Das Ende der Freiheit beginnt mit einem Missverständnis – Kristi Noem, Donald Trump und der Missbrauch von Habeas Corpus.

Es ist einer dieser Sätze, bei denen einem das Lachen im Halse stecken bleibt: „Habeas Corpus ist ein verfassungsmäßiges Recht, das es dem Präsidenten erlaubt, Menschen aus diesem Land zu entfernen.“ Gesagt hat das nicht irgendwer, sondern Kristi Noem, die amtierende Ministerin für Heimatschutz der Vereinigten Staaten – in einer Anhörung vor dem US-Senat am 20. Mai 2025. Der Satz ist nicht nur faktisch falsch. Er ist ein Symptom. Ein Symptom für den Zustand einer Regierung, die sich dem autoritären Machtinstrument bedient und dabei offen die Fundamente des Rechtsstaats angreift.

Habeas Corpus – das uralte Schutzrecht, das bereits im England des 17. Jahrhunderts gegen willkürliche Inhaftierung geschaffen wurde, ist nicht dafür da, Menschen „aus dem Land zu entfernen“. Es ist das genaue Gegenteil. Es garantiert jedem Menschen – auch Migranten – den Anspruch auf richterliche Überprüfung einer Inhaftierung. Es ist die juristische Trennlinie zwischen einem Rechtsstaat und einem Polizeistaat. Zwischen Freiheit – und Trump.

Und doch versucht Noem, gestützt von Präsident Trump und dessen Berater Stephen Miller, dieses Grundprinzip umzudeuten. Die Begründung: Amerika werde von einer „Invasion“ überrollt – vor allem durch venezolanische Migranten. Diese Formulierung ist keine Analyse. Es ist Rhetorik aus der Sprache der Autokraten. Wenn das Land „angegriffen“ wird, dann – so das Kalkül – darf man zurückschlagen. Und Rechte aussetzen.

Trump beruft sich auf die Suspension Clause der US-Verfassung, wonach Habeas Corpus nur in Fällen von „Rebellion oder Invasion“ ausgesetzt werden darf. Was einst für Kriegsrecht gedacht war, wird nun auf Menschen angewandt, die Schutz suchen. Das ist nicht nur zynisch. Es ist historisch einmalig. Noch nie hat ein demokratisch gewählter Präsident Habeas Corpus zur Massenabschiebung missbraucht.

## Zu lösende Aufgabe:
Erläutern Sie anhand des vorgegebenen Textes, warum die Regierung die Migration als „Invasion“ bezeichnet.

Gespeicherte Einträge aus einer Sammlung:
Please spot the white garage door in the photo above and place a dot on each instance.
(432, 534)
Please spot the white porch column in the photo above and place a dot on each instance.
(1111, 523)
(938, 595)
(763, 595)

## Ausgabe:
Die Suspension Clause der US-Verfassung erlaubt das Aussetzen von Habeas Corpus nur in Fällen von „Rebellion oder Invasion“. Die Formulierung soll das Land als „angegriffen“ darstellen, woraus nach diesem Kalkül das Recht folgt, zurückzuschlagen und Rechte auszusetzen.